Written problem
Please copy the lines of the records below without changes, from the line containing "form: [[398, 185]]." through the line containing "[[105, 459]]", including both.
[start]
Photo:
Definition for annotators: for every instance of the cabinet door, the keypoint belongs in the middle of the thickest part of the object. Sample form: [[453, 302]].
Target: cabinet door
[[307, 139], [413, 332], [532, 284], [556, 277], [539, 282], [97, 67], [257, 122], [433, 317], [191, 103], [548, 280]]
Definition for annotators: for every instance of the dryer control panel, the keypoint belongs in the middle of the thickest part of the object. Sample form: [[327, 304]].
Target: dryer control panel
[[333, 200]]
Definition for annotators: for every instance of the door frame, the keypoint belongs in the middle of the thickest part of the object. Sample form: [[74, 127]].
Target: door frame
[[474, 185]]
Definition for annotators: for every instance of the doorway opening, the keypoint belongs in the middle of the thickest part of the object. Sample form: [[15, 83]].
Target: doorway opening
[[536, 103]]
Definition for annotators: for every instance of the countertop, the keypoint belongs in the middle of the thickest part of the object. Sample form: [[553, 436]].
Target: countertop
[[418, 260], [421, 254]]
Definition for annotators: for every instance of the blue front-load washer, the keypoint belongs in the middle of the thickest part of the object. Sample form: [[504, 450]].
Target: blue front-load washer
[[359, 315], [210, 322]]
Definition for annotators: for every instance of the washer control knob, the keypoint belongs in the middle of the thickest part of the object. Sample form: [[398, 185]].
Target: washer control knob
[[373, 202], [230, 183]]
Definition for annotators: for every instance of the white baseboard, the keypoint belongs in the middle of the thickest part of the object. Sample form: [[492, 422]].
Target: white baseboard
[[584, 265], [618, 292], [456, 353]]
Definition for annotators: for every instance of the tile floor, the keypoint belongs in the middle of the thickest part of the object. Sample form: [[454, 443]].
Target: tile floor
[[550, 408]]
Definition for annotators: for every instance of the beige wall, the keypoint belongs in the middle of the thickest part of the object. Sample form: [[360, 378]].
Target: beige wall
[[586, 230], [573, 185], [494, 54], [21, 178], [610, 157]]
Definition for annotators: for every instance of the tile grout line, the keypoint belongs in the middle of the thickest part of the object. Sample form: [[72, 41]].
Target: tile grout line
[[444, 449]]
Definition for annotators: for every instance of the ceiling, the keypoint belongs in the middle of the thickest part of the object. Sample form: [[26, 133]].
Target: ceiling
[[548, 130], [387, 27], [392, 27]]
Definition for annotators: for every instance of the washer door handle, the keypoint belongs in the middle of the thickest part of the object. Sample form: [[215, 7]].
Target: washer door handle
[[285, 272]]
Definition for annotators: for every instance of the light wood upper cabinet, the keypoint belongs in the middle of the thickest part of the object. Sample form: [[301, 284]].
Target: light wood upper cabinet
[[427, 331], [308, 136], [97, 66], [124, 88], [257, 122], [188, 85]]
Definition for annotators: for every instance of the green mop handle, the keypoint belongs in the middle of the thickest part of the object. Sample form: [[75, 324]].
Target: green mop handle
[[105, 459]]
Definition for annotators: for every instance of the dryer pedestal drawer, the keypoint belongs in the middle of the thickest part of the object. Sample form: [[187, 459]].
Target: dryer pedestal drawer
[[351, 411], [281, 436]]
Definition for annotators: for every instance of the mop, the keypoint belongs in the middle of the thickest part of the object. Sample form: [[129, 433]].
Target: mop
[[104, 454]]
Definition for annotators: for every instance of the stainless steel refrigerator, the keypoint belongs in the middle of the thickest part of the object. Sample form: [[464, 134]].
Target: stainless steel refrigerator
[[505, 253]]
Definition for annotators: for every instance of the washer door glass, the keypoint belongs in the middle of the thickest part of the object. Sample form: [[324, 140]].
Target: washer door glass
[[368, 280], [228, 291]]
[end]
Task answer
Definition for annotators: for every instance of the washer control knob, the keypoint belongs in the middle of the thickest part of the object. Sample form: [[398, 185]].
Target: washer control knob
[[373, 202], [230, 183]]
Definition for annotators: for every instance of the white baseboard, the keypoint belongs in the middle of the thickest part of the object. Sample form: [[492, 422]].
Target: white baseboard
[[584, 265], [618, 292], [456, 353]]
Definition for annotators: for every instance of the tile floor, the keypoint belongs in the middle of the thickest part of the object. Sample form: [[454, 443]].
Target: tile floor
[[550, 408]]
Definition for annotators: for every instance of the beige wall, the keypoint belongs in the middle of the thickest part of the object. Sample form: [[360, 378]].
Target: beige wall
[[586, 230], [573, 185], [494, 54], [21, 178], [610, 157]]
Definition for annotators: for every instance of the tile grout line, the keypoint belongs in the middle of the thickest part of the object. Sample form: [[72, 41]].
Target: tile grout line
[[444, 449]]
Definition for annotators: for every instance of the ceiling, the keypoint belongs in the middle of the thickest part of the object. Sample form: [[26, 133]].
Target: ceiling
[[548, 130], [387, 27], [392, 27]]
Definition for annotators: for every instance of the washer door handle, the keypoint belongs in the middle of the thickest part of the object. Sample form: [[215, 7]].
Target: washer door handle
[[285, 272]]
Definition for annotators: for every instance of the light wood upper cabinet, the keypoint belongs in the middle of the thickest part of the object. Sample form: [[301, 284]].
Target: light wood upper cabinet
[[427, 331], [308, 136], [97, 66], [124, 88], [257, 122], [188, 85]]
Definition for annotators: for every instance of the green mop handle, the keypoint belongs in the middle of the thickest part of the object. Sample form: [[75, 324]].
Target: green mop handle
[[105, 459]]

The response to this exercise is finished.